[Source records]
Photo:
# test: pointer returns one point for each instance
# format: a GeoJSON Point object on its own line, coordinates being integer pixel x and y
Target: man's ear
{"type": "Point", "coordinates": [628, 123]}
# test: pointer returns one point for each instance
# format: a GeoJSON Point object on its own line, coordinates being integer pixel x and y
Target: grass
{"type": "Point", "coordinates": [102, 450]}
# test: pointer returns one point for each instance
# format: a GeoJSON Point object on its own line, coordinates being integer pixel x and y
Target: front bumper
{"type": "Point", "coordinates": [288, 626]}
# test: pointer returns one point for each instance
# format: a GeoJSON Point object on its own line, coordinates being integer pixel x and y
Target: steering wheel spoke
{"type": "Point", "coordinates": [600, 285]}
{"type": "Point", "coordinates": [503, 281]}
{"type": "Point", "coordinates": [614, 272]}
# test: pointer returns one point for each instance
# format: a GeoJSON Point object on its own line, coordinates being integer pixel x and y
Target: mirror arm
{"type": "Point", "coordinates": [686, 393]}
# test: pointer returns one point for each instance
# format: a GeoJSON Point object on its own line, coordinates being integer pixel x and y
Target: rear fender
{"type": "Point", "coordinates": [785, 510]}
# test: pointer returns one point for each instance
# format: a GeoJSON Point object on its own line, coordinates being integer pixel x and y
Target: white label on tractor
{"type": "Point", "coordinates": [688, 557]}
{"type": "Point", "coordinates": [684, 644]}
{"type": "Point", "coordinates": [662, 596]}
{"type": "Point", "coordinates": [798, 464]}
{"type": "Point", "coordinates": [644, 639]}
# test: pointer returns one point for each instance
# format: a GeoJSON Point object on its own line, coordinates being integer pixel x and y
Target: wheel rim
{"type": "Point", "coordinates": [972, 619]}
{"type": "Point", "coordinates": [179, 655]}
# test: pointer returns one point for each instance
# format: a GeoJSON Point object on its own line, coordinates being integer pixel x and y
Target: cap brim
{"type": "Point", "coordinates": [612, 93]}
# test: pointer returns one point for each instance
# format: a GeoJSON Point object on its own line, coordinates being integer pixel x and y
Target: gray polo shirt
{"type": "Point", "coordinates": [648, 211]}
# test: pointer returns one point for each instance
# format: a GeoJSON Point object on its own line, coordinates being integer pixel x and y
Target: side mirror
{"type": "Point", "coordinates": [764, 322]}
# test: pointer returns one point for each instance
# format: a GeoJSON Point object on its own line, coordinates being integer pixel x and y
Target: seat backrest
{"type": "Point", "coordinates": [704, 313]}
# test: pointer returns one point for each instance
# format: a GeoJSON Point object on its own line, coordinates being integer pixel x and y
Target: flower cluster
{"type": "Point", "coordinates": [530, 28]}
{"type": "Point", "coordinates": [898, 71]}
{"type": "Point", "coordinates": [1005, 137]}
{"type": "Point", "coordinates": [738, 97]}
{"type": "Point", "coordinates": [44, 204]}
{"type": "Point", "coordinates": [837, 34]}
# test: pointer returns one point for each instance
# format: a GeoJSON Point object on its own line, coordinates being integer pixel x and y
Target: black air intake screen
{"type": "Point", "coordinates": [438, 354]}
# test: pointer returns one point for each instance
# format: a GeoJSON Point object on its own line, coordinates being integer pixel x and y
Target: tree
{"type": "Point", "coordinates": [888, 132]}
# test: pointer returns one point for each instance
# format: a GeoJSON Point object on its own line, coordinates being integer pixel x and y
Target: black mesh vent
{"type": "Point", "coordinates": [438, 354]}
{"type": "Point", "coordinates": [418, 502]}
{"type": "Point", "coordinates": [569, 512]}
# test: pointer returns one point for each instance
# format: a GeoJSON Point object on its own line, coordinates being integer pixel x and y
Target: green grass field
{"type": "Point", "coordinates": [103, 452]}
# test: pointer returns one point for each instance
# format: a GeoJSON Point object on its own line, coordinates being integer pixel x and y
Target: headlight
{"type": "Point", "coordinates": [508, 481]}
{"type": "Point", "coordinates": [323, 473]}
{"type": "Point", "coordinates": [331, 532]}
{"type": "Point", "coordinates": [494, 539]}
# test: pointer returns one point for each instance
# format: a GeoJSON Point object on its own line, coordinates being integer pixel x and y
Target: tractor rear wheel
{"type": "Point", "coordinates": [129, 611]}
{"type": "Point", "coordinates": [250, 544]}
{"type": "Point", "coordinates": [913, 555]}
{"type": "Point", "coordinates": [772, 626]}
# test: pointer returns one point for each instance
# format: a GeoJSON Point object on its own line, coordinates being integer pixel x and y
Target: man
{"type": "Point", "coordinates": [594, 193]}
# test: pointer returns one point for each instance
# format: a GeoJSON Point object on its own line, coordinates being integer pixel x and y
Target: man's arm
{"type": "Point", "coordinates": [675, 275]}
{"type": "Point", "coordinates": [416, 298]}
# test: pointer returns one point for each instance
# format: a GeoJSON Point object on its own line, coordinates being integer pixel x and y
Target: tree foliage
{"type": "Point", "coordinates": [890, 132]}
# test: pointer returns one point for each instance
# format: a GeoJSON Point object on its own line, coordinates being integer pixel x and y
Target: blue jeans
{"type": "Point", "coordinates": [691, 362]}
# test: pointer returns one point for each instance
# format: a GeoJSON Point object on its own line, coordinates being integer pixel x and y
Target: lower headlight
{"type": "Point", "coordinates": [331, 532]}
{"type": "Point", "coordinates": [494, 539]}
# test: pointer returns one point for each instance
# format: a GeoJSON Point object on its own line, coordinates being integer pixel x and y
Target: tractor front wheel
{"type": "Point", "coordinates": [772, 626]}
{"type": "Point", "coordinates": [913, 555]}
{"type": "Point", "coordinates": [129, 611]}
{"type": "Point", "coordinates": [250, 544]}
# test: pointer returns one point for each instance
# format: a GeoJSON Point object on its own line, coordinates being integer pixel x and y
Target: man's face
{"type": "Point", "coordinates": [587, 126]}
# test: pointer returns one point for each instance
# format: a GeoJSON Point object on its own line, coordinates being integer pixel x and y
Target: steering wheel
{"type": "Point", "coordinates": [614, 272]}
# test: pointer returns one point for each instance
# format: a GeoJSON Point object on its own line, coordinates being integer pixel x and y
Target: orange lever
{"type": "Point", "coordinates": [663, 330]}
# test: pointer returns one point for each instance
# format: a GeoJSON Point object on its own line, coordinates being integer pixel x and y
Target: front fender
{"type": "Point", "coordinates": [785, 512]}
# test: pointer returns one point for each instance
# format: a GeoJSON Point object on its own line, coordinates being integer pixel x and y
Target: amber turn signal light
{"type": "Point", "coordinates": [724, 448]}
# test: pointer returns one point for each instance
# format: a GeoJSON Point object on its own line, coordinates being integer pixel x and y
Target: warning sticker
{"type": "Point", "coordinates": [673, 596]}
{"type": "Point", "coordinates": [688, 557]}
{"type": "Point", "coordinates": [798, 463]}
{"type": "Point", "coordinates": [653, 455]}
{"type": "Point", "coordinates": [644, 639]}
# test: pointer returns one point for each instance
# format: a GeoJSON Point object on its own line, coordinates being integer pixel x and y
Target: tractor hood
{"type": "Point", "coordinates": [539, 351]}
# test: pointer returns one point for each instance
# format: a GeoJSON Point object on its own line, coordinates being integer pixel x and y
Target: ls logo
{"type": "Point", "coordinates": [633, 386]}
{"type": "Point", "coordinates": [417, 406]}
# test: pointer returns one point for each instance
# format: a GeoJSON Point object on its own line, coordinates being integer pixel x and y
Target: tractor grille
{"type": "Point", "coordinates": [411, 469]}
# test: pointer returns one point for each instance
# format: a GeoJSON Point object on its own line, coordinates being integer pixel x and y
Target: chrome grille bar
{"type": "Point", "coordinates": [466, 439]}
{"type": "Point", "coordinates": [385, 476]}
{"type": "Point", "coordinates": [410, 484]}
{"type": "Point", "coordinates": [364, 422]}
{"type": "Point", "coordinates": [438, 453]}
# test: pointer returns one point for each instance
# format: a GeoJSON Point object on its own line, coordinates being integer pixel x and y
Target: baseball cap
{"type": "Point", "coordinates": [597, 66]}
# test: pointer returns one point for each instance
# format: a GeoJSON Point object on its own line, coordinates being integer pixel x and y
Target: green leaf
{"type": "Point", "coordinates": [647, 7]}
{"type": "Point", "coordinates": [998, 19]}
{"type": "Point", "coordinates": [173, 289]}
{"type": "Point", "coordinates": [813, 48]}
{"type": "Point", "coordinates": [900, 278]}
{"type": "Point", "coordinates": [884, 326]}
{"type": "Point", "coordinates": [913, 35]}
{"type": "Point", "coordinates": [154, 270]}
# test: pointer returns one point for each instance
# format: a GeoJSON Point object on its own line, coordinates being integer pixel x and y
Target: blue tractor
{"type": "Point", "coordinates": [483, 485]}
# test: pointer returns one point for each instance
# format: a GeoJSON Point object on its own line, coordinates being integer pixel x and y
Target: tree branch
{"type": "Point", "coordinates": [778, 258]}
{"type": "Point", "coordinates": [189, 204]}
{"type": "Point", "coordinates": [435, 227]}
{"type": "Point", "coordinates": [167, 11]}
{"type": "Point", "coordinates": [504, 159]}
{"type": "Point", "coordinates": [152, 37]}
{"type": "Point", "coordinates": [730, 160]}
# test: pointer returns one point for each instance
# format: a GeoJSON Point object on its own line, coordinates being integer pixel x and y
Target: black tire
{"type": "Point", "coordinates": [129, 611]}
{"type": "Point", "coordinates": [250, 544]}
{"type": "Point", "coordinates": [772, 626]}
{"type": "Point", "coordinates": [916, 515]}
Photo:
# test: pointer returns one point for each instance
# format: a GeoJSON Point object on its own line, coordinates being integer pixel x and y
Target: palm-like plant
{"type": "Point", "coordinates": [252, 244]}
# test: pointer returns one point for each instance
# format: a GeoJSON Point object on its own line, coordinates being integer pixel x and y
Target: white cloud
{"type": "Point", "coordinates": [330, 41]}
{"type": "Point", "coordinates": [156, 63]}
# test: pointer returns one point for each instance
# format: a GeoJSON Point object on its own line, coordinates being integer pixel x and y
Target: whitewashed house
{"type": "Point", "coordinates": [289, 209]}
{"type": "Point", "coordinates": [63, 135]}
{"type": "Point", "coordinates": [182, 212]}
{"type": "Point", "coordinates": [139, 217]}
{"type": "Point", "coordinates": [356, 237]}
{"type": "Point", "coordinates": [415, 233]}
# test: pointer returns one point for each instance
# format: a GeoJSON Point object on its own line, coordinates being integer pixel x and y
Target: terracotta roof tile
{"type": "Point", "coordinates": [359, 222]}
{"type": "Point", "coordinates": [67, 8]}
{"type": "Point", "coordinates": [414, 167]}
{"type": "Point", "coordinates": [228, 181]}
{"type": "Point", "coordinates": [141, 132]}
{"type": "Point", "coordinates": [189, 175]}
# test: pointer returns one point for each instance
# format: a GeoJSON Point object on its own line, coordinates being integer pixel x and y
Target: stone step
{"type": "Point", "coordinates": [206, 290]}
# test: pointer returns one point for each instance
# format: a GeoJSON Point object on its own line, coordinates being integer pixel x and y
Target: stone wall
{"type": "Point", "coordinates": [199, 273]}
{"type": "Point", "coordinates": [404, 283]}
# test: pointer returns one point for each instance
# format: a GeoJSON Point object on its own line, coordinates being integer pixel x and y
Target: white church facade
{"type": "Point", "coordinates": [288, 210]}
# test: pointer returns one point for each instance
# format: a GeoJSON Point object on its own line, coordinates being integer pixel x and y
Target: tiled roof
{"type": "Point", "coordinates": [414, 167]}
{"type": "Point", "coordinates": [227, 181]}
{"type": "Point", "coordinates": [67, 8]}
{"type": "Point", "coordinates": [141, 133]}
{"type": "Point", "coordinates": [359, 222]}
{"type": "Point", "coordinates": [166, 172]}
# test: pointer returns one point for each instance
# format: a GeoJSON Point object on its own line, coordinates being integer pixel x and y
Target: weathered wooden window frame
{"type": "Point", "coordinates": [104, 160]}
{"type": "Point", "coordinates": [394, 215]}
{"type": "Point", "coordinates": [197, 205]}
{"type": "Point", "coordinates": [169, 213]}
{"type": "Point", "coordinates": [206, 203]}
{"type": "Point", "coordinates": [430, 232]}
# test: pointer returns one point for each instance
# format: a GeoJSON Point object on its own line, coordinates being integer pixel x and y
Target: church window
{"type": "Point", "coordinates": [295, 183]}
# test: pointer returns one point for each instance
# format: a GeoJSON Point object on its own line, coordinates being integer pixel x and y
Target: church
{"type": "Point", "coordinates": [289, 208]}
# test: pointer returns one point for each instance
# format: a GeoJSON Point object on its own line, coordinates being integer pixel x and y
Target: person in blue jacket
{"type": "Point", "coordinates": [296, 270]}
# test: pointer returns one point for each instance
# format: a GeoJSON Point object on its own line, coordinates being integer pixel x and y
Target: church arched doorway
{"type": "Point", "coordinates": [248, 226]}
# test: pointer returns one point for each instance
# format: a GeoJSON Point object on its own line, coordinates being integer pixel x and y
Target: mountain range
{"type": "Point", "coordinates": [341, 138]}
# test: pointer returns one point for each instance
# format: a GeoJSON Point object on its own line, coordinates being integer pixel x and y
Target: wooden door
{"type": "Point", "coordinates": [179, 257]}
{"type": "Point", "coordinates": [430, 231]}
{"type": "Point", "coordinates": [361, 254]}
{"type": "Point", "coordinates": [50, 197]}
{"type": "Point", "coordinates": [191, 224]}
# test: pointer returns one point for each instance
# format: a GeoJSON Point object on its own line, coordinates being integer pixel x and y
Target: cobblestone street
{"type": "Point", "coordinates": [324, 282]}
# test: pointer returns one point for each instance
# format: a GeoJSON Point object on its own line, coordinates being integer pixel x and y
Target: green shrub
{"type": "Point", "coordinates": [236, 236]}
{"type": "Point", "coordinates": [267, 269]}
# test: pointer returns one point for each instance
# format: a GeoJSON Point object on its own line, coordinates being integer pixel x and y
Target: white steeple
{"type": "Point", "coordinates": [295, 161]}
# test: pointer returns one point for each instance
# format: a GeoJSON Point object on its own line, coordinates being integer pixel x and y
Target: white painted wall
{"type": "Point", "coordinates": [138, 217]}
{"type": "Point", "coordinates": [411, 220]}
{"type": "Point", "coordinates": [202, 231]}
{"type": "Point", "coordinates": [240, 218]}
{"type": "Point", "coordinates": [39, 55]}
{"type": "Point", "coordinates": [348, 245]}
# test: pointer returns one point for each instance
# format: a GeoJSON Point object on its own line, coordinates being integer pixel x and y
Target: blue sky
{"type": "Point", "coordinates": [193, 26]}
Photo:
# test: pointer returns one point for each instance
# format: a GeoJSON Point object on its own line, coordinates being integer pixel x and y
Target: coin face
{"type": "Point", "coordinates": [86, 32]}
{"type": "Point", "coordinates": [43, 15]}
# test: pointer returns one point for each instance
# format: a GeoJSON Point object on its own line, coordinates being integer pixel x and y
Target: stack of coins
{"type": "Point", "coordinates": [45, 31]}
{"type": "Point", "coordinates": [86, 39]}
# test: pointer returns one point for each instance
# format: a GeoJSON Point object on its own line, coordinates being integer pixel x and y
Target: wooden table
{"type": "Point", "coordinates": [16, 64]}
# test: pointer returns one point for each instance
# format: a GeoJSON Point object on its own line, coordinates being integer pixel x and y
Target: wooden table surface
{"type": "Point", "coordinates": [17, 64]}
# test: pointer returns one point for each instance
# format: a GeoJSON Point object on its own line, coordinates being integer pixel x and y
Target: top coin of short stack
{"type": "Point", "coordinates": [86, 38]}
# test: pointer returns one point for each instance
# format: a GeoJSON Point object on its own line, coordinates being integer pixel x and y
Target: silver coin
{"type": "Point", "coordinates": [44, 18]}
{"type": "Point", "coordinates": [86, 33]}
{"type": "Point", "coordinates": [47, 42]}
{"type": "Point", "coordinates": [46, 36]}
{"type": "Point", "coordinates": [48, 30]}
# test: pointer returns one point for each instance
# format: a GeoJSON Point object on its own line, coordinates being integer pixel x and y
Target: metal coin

### Problem requirements
Reproduce exactly the line that contains "Target: top coin of short stack" together with each line after it to the end of the entries; include no other lines.

### Answer to the exercise
Target: top coin of short stack
{"type": "Point", "coordinates": [86, 38]}
# test: pointer returns one point for each instance
# format: a GeoJSON Point object on its own line, coordinates being integer pixel x and y
Target: silver coin
{"type": "Point", "coordinates": [44, 18]}
{"type": "Point", "coordinates": [86, 33]}
{"type": "Point", "coordinates": [47, 42]}
{"type": "Point", "coordinates": [46, 36]}
{"type": "Point", "coordinates": [48, 30]}
# test: pointer returns one point for each instance
# format: a GeoJSON Point object on its own line, coordinates being integer pixel x and y
Target: metal coin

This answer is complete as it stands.